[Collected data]
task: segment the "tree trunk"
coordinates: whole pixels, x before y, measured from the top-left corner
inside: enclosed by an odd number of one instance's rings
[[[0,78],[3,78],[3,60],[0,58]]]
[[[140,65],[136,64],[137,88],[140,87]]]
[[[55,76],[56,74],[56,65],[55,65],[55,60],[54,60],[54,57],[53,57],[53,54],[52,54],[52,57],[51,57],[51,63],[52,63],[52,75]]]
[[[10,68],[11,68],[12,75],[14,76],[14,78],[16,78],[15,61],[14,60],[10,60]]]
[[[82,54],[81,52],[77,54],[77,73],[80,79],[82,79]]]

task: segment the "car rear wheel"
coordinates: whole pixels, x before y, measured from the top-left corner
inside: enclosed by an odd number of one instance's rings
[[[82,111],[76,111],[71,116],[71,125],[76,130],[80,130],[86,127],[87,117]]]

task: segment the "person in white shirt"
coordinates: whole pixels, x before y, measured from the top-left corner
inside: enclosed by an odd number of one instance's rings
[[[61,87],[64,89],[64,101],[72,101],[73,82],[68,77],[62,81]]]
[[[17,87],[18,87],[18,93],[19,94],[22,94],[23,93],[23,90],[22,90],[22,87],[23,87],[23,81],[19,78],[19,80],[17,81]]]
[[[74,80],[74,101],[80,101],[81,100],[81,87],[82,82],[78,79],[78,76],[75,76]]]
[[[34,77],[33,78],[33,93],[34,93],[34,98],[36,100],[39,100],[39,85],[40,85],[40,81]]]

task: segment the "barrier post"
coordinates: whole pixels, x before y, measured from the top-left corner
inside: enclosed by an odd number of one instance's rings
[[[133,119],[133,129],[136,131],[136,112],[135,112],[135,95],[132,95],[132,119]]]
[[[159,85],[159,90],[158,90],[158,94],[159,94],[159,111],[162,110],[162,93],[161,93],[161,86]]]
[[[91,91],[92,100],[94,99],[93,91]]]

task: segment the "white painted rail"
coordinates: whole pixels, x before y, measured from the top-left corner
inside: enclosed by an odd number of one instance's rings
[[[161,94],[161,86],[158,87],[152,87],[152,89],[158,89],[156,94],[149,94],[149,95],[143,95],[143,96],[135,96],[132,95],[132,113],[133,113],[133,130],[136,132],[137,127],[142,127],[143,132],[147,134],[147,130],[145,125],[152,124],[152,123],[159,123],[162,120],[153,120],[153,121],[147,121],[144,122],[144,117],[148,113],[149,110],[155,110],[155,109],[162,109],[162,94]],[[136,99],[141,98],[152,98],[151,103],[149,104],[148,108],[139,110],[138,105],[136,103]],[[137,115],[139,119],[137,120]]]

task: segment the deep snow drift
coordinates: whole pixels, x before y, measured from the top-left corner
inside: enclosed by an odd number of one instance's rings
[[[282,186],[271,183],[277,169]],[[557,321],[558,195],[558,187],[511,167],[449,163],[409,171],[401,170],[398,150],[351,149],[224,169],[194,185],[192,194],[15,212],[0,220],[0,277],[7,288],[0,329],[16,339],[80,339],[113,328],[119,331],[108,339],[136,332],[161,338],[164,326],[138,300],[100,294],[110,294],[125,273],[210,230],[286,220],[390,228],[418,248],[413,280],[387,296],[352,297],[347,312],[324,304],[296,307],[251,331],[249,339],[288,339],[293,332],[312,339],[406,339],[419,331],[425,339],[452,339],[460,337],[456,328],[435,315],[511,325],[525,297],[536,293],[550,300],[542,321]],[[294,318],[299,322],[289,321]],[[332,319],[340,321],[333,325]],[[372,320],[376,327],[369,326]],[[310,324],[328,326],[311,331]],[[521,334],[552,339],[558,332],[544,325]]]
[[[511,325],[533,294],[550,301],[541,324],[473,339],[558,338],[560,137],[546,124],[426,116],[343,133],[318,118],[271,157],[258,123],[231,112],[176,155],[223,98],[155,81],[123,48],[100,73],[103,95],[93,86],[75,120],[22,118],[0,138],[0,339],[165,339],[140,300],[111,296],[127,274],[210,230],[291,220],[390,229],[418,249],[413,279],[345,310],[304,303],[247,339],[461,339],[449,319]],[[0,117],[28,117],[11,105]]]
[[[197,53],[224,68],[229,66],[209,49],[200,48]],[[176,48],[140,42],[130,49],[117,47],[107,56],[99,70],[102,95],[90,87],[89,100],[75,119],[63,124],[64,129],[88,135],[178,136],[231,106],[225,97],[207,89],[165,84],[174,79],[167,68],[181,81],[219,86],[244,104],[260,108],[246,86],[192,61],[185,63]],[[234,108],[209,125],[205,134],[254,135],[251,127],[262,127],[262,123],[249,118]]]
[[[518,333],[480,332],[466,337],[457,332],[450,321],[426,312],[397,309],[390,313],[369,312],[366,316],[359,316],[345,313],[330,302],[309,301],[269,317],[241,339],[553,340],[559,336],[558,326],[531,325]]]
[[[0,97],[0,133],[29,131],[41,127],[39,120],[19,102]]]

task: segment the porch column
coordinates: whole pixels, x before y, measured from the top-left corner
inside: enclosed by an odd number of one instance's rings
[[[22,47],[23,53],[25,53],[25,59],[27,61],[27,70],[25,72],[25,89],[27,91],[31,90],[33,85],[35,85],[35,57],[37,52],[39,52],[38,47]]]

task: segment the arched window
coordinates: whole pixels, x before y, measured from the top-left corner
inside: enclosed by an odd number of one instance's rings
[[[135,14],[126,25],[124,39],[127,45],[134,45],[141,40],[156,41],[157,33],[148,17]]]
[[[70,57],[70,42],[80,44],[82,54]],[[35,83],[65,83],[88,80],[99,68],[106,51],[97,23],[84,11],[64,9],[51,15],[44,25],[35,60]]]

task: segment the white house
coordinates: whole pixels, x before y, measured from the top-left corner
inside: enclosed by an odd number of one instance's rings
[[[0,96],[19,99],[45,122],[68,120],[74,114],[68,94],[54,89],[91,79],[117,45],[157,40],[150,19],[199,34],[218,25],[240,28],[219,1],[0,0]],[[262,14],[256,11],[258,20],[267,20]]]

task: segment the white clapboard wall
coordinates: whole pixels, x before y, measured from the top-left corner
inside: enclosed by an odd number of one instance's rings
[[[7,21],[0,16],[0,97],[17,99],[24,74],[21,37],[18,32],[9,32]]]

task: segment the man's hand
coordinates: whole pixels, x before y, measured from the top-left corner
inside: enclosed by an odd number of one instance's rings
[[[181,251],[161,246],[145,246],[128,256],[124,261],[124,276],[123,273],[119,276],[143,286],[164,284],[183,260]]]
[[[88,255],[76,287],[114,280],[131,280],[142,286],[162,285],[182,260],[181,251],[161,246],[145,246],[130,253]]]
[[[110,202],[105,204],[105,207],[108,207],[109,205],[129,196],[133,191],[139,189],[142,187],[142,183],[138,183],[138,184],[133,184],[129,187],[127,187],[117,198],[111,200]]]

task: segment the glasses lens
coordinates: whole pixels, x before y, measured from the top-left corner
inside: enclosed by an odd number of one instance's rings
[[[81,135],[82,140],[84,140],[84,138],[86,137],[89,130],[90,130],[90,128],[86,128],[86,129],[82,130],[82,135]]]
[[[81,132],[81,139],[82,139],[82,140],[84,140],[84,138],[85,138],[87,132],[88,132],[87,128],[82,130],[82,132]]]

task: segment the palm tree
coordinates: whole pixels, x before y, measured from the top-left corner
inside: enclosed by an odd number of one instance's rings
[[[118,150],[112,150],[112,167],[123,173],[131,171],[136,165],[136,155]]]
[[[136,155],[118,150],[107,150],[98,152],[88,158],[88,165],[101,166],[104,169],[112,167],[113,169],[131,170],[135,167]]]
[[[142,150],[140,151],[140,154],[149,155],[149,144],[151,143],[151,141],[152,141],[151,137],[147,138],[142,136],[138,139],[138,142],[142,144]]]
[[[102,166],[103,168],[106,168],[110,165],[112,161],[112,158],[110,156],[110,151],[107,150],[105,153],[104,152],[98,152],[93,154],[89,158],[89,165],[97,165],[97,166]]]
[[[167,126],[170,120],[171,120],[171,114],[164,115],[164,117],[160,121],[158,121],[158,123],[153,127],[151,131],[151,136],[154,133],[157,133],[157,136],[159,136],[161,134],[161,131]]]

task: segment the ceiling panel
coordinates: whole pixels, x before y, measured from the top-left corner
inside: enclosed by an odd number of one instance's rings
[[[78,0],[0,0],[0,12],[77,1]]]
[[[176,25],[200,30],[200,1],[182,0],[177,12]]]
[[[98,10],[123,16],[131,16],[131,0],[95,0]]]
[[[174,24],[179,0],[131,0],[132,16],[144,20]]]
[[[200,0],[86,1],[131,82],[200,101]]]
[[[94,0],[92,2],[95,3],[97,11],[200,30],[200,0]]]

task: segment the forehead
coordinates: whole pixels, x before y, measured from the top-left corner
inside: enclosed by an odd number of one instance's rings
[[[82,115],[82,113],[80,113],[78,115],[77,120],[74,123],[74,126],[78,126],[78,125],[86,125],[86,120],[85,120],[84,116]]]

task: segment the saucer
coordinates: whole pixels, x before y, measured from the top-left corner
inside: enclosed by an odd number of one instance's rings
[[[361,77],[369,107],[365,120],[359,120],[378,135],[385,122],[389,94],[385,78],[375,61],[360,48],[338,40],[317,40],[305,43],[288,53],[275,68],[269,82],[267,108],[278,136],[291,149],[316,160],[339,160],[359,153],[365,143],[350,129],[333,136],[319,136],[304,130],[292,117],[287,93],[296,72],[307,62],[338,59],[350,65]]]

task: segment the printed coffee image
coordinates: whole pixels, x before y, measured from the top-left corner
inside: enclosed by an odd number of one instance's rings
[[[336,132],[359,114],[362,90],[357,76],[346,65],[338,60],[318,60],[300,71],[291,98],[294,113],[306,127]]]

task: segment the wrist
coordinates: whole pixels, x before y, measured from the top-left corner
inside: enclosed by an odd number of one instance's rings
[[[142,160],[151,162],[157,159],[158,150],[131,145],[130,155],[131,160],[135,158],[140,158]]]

- [Required action]:
Search the data for "white". Copy every matching line.

- [Worked solution]:
task: segment the "person in white shirt"
task: segment the "white painted rail"
task: segment the white house
task: segment the white clapboard wall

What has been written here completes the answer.